Extract provided:
·····

Re: Bindings and Other Methods (Section 10)

"Slein, Judith A" wrote:

> e would like to say the simple, straightforward thing:  That for any of
> these methods, the results of applying the method through one binding are
> identical to the results of applying the same method with the same headers
> and body through another bindings to the same resource.
>
> What prevents us from saying this are executable resources, which generate
> responses dynamically and may be sensitive to which Request-URI is used to
> access them.  If we try to take these executable resources into account, we
> are reduced to saying things that are so open-ended that they place no
> enforceable constraints on the behavior of GET, PUT, etc., when applied
> through different bindings to the same resource.

·····

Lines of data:
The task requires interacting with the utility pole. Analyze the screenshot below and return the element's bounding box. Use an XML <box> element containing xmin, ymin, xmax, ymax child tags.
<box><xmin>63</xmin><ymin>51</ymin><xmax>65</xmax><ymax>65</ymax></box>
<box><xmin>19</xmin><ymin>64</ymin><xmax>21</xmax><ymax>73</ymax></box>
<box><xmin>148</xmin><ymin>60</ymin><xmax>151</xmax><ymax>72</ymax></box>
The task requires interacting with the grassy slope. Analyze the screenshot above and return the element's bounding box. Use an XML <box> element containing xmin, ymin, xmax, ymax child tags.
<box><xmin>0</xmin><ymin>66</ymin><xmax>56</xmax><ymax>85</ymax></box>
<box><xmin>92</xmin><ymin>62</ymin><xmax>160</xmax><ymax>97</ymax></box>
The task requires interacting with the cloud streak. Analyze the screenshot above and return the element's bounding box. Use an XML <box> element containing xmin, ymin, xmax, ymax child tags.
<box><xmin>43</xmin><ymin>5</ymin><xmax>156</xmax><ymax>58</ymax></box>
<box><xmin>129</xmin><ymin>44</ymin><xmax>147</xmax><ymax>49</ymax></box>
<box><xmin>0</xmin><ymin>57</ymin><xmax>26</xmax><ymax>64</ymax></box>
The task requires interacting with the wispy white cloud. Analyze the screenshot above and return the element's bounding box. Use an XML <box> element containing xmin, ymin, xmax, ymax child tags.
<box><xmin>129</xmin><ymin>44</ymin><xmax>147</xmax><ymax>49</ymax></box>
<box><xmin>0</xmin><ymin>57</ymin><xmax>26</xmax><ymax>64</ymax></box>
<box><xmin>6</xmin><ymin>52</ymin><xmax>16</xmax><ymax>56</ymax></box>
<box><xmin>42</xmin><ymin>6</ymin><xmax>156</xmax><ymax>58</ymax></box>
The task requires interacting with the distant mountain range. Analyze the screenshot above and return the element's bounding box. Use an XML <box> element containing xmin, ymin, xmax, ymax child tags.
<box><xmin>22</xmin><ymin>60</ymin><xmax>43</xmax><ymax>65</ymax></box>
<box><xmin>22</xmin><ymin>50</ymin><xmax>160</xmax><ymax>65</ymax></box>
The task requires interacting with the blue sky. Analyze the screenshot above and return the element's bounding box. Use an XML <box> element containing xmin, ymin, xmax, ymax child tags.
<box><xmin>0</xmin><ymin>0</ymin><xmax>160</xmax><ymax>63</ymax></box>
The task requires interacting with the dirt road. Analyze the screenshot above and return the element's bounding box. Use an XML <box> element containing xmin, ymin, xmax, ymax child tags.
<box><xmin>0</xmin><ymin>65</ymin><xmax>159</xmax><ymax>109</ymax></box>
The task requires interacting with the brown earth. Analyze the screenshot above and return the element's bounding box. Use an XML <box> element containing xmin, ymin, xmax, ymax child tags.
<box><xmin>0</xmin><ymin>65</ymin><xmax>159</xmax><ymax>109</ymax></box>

·····

Goal A: In the message on bindings and other methods, restate the paragraph beginning "What prevents us from saying this" more concisely, retaining its principal points.
Goal B: Gather every line of the records that contains the string "cloud", treating case as significant.
The message above and the records are independent of each other.

Written response A: Executable resources prevent that simple statement, because they generate responses dynamically and may depend on the Request-URI used to access them. Accounting for such resources would force statements so open-ended that they impose no enforceable constraints on the behavior of GET, PUT, and similar methods applied through different bindings to the same resource.

Written response B:
The task requires interacting with the cloud streak. Analyze the screenshot above and return the element's bounding box. Use an XML <box> element containing xmin, ymin, xmax, ymax child tags.
The task requires interacting with the wispy white cloud. Analyze the screenshot above and return the element's bounding box. Use an XML <box> element containing xmin, ymin, xmax, ymax child tags.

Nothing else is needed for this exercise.